(Data listing)
* * *

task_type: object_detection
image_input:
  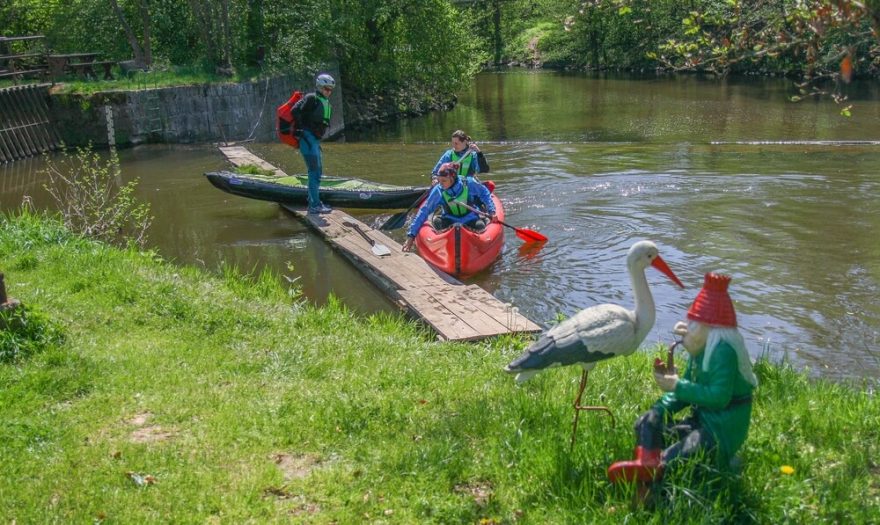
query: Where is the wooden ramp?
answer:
[220,146,541,341]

* * *

GIVEN TASK: Rewrite the listing above as a JSON list of strings, one per line, skipping any blank lines. Leave the pictures out.

RESULT OF THE EXERCISE:
[
  "task_type: object_detection",
  "image_input:",
  "query: Where is the wooden ramp?",
  "answer:",
  "[220,146,541,341]"
]